▶ _Text passage_:
————
Alpha said:
You could argue that the person commiting he crime is doing that [punishing those who love him] by their very actions which require said punishment.
And who the heck are you to decide that stealing vegetables "requires" the death penalty? I repeat, civilization will not last long if people believe that the proper punishment for theft is death. You're the one who said the punishment should fit the crime, and the only crime for which death can be a fitting punishment is to deliberately cause a death.
I have a hard time defending my libertarian politics because some of it breaks down into incoherence or silliness if you analyze it in too much detail. But one place where it does make sense is dealing with crime. If the major result of a crime can be measured in dollars, then it belongs in the civil courts and the proper judgment is restitution. If somebody steals your watermelons, they owe you the value of the produce plus a reasonable amount for your inconvenience, lost business, damaged fence, etc. If they do it again and again, or if they aren't productive enough to be able to raise the capital to pay you, well then you've got a person who demonstrates that he's not meeting the qualifications for citizenship in your community. He doesn't respect the rights of others and/or doesn't bother to carry his own weight.
At this point you've got a problem that is not one for the civil courts. Maybe you can deport him to a country that thinks that kind of behavior is just dandy. Maybe you can send him to remedial kindergarten and teach him how to get along, or maybe a therapist can find out why he's a jerk and motivate him to straighten out. I really hate the idea of putting people in jail, because it costs so much and because most of them come out worse than they went in.
But this discussion hasn't gotten to that point. Everybody's so excited about killing the melon thief that they haven't even postulated an alternative. What if you order him to pay for the melons? What if he can't or doesn't? What if he pays up and then steals more melons? These issues haven't arisen.
————
▶ _Check your understanding_:
**A.** List each thing that the forum post on punishing theft says a watermelon thief owes the victim.
**B.** Write the next part of the forum post on punishing a melon thief, starting after its final sentence.

▶ _Information_:
————
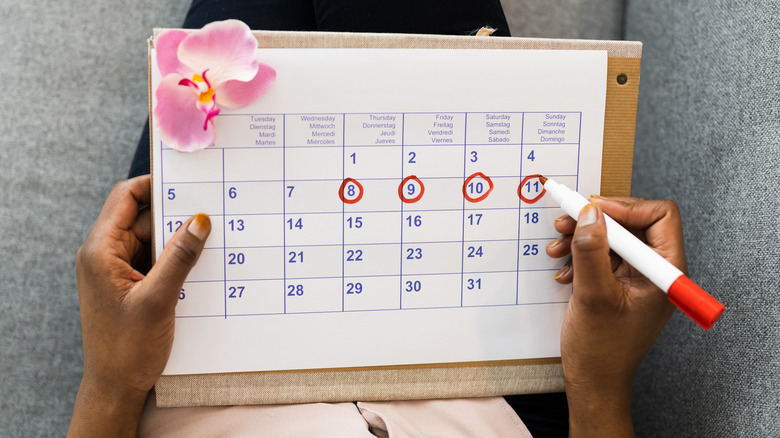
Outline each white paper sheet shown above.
[152,49,607,375]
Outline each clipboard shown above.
[150,30,642,407]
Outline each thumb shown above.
[144,213,211,305]
[571,204,620,306]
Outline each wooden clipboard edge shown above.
[146,38,157,265]
[149,29,642,407]
[155,358,563,407]
[601,58,642,196]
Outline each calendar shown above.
[151,49,607,375]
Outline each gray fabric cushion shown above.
[626,0,780,437]
[501,0,624,40]
[0,0,189,436]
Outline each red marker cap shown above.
[669,275,726,330]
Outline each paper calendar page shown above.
[151,49,607,375]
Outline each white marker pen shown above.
[539,176,725,330]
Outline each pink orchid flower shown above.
[154,20,276,152]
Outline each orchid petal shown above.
[154,74,216,152]
[214,64,276,108]
[154,30,192,78]
[178,20,259,88]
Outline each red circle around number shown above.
[517,173,547,204]
[463,172,493,202]
[398,175,425,204]
[339,178,363,204]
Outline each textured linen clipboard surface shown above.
[150,30,642,407]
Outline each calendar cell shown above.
[464,175,520,210]
[344,113,403,146]
[518,238,566,271]
[162,183,222,217]
[225,148,284,183]
[404,113,466,146]
[520,172,577,209]
[343,244,401,277]
[284,213,342,246]
[162,149,222,183]
[517,269,571,304]
[224,214,284,248]
[225,280,284,316]
[523,113,580,145]
[520,208,563,240]
[463,208,518,242]
[284,147,344,182]
[284,114,344,147]
[336,178,401,214]
[463,240,516,273]
[223,247,285,280]
[396,176,463,212]
[401,211,463,243]
[284,278,344,313]
[223,181,285,215]
[522,144,579,180]
[401,242,463,275]
[187,248,225,282]
[344,276,401,311]
[461,145,523,178]
[402,144,463,178]
[214,114,284,148]
[344,146,401,181]
[463,272,517,307]
[466,113,523,145]
[401,274,461,309]
[176,280,225,317]
[344,212,402,245]
[284,245,343,280]
[283,179,344,214]
[162,215,224,248]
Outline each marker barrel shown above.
[544,179,725,330]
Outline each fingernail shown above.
[577,204,599,227]
[187,213,211,240]
[547,236,563,248]
[553,264,571,280]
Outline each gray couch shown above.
[0,0,780,437]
————
▶ _Responses to the exercise_:
**A.**
- The value of the produce
- A reasonable amount for the inconvenience
- Lost business
- A damaged fence

**B.**
What people like about the death penalty is its ostensible simplicity. Snuff the perp. End of problem. It just doesn't work like that, is all. The perp has family and some of them are going to be really mad at you. Then when they kill you and your husband and children and dog, all of your other relatives and your children's boyfriends and girlfriends are going to be really mad at them, and the cycle of violence starts.
There was recently a murder trial in Virginia, a man was convicted of killing a woman. Her parents attended the sentencing hearing and argued for the death penalty. The convict's family were there too. One of them said, "Look lady, by older brother didn't have a valid reason for killing your daughter. But as far as I'm concerned, you don't have a valid reason for killing a member of our family either. He can stay in prison where he can't hurt anybody else, but at least we can still be a family. Why do you want me, a person who had no involvement in this crime at all and who had nothing to do with my brother growing up to be a murderer, to feel the way you do right now? What is that going to accomplish? Neighborhoods full of inconsolably sad people? If you want to kill him and make me spend the rest of my life crying, then you're no better than he is."
I'm glad I don't live in that neighborhood, because when vengeance killings start, the bullets go flying every which way and people with no involvement in the feud get killed.
Please don't try to turn the entire United States into one of those neighborhoods.